### Aim of the exercise
Copy the data records below line for line, without the pictures.

### Data records
⁂
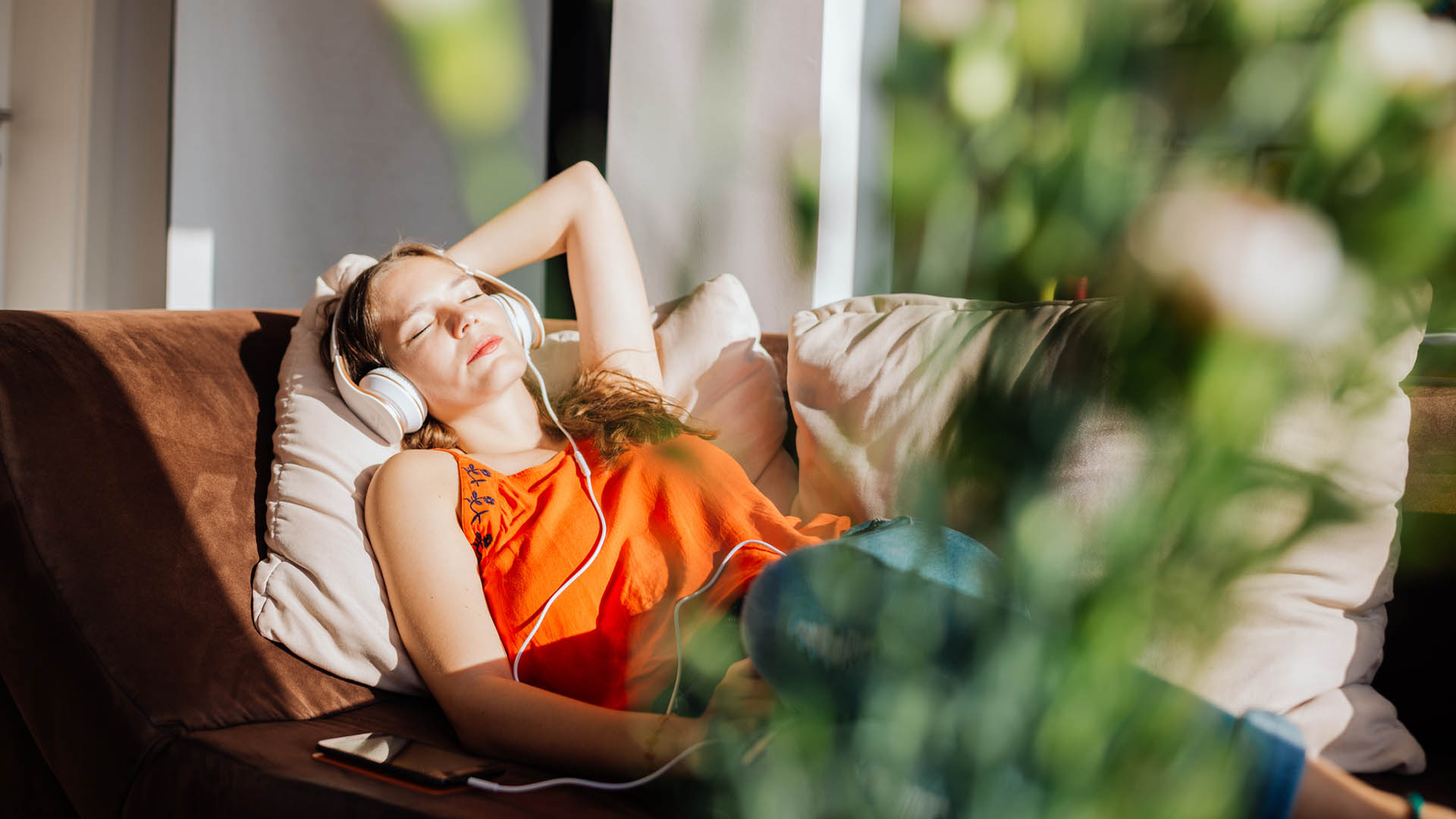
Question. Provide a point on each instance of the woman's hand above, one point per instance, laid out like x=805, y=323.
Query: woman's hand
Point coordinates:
x=742, y=700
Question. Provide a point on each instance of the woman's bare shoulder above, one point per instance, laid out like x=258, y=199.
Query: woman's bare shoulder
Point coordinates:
x=414, y=474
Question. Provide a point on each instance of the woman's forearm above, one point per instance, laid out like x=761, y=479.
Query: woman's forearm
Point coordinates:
x=532, y=229
x=510, y=720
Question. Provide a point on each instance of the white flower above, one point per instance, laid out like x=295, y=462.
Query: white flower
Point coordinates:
x=1267, y=267
x=1401, y=46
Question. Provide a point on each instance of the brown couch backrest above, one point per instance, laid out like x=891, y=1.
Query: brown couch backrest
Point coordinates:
x=134, y=452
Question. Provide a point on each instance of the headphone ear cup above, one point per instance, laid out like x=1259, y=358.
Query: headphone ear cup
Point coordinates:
x=398, y=395
x=516, y=315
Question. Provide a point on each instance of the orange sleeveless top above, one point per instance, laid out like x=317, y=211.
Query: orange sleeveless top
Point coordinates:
x=673, y=512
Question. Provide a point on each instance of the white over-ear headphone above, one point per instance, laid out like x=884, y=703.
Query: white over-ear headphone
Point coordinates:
x=386, y=401
x=391, y=407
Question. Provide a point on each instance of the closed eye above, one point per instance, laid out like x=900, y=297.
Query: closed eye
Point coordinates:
x=427, y=327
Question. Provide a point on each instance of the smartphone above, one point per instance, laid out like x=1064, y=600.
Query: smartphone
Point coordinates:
x=406, y=758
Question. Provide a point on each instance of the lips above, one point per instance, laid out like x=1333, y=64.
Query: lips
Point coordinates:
x=487, y=346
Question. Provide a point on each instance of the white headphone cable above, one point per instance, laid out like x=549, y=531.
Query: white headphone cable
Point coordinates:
x=601, y=538
x=677, y=632
x=677, y=635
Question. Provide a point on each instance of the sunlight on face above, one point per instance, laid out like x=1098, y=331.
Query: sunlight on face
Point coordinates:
x=433, y=324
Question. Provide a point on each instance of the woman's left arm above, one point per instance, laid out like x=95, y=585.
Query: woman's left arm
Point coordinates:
x=577, y=213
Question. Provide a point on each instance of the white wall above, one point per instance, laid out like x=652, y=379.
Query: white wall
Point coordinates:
x=88, y=155
x=299, y=136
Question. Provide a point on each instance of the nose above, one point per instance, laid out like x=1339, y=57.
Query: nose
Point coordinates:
x=466, y=315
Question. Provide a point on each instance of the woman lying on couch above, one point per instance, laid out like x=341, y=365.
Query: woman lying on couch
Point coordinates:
x=570, y=657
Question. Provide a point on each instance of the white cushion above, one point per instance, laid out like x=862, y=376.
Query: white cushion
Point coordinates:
x=319, y=591
x=874, y=379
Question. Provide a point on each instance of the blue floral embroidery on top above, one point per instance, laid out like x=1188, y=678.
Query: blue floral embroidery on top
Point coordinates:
x=476, y=503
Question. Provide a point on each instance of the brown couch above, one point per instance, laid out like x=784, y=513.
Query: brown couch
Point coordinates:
x=134, y=450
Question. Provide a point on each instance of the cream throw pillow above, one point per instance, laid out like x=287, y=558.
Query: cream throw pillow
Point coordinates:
x=319, y=592
x=873, y=381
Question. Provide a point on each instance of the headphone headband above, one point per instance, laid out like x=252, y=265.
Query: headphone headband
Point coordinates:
x=391, y=406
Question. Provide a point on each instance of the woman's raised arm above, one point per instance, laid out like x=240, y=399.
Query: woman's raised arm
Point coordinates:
x=435, y=594
x=532, y=229
x=577, y=213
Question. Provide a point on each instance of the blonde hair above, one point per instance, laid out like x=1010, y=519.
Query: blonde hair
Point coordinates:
x=610, y=409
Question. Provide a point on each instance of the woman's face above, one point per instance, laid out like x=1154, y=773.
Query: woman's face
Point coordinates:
x=443, y=333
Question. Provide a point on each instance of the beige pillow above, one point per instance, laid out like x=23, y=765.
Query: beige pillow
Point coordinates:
x=873, y=381
x=319, y=592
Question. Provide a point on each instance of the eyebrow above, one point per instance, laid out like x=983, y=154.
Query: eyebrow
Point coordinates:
x=425, y=303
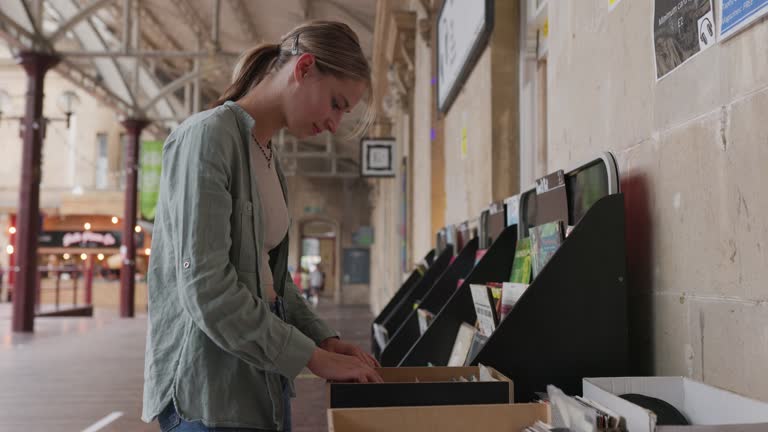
⁂
### Answer for the task
Question. Provide a point on each instance of the woman's hand above, one point per instance, laid out like x=805, y=323.
Query: woman's hand
Point coordinates:
x=742, y=700
Question. Provide a point on each instance of the woman's bare shoulder above, one point per instance, laid out like x=258, y=199.
Query: woman's bare shoulder
Point coordinates:
x=414, y=474
Question. Provide a point on each instance of the woman's forearm above, one point per instance, laid out like x=761, y=479.
Query: woman's forearm
Point coordinates:
x=532, y=229
x=510, y=720
Question. Provide a point on each instance of the white flower above, one point per instance, laid out like x=295, y=462.
Query: white flower
Point coordinates:
x=1267, y=267
x=1401, y=46
Question. Provide a point on each instance of the brown couch backrest above, one point per instance, laid out like x=891, y=1.
Query: brown couch backrest
Point coordinates:
x=134, y=452
Question. Provide a point on each instance of the headphone ear cup above, one point per instance, laid out like x=1259, y=358.
Query: headphone ear cup
Point coordinates:
x=398, y=395
x=516, y=315
Question. Provide a point on each instance of the orange sleeveless top above, one point per instance, laid out like x=317, y=211.
Query: orange sleeveless top
Point coordinates:
x=673, y=512
Question. Provide a point on each instance of the white over-ear headphone above, one point per instance, laid out like x=884, y=703.
Query: white over-ear headphone
Point coordinates:
x=386, y=401
x=391, y=407
Question. Provide a point on each instance of the closed eye above, one point per instance, laid out like x=900, y=297.
Query: closed eye
Point coordinates:
x=427, y=327
Question. Provide a point on each instance of the smartphone above, one point per instance, laid out like x=1064, y=600.
Query: smartphone
Point coordinates:
x=406, y=758
Question. Provide a point on each instance of the lips above, one point per instance, laid out like x=1333, y=64.
Query: lips
Point coordinates:
x=487, y=346
Question. Provide a point on each instance of the white headphone cable above, one point per instance, laid out like x=549, y=531.
Query: white headphone cable
Point coordinates:
x=601, y=538
x=677, y=632
x=677, y=635
Question. Provide a point on each instance of the sunlight on face above, one point per instance, laid out like x=1098, y=331.
Query: sunlight on face
Point coordinates:
x=433, y=324
Question. Provide a point on each instance of the woman's left arm above, one point per instance, laid out like x=95, y=585.
Query: woman's left arm
Point coordinates:
x=577, y=213
Question. Provide a point on each instance of the white wall above, one point per instance, laid out like x=652, y=379.
Query: white wall
Point coordinates:
x=88, y=155
x=299, y=136
Question. Provide a point on each instance of the nose above, one point per instance, laid out like x=1339, y=57.
Query: nose
Point coordinates:
x=466, y=315
Question. Provide a point on each instance of the woman lying on couch above, one point per instance, laid out like x=341, y=365.
Query: woman lying on couch
Point coordinates:
x=570, y=657
Question. Provide a point on each instance of the white cushion above, one point per instance, laid out like x=862, y=376.
Query: white cushion
Point coordinates:
x=319, y=591
x=874, y=379
Question. Provide a point on each instance of the blue floral embroidery on top above, one point per instance, laid out like x=1188, y=678.
Query: blue floral embroidery on top
Point coordinates:
x=476, y=503
Question. Provide a point on each instance of the brown couch above, one point per instance, laid out like x=784, y=513.
Query: brown couch
Point coordinates:
x=134, y=450
Question. Provide a point on each instance of the cream throw pillow above, one point per instance, laid out like x=287, y=558.
Query: cream throw pillow
Point coordinates:
x=319, y=592
x=873, y=381
Question. Provide a point on each instance of the headphone headband above, one point per instance, laid out like x=252, y=265.
Query: headphone headband
Point coordinates:
x=391, y=406
Question. Provide a point on each instance of the woman's raised arm above, one point per instance, laid out like x=240, y=399.
Query: woman's raised arm
Point coordinates:
x=435, y=594
x=532, y=229
x=577, y=213
Question. Provide a point on each instance of the blonde hair above, one point per instance, laid out like x=1010, y=519.
Query: blonde hair
Point coordinates:
x=610, y=409
Question. Provide a point on each instance of the woman's face above, one point per instance, laid out like x=1154, y=773.
Query: woman's face
Point coordinates:
x=443, y=333
Question. Provide a point on each instance of the beige pillow above, one point per instance, laid out like x=23, y=765.
Query: beige pillow
Point coordinates:
x=873, y=381
x=319, y=592
Question. Provide a point on each instance of the eyebrow above, one point per instance, laid out like x=983, y=154.
Query: eyebrow
Point coordinates:
x=425, y=303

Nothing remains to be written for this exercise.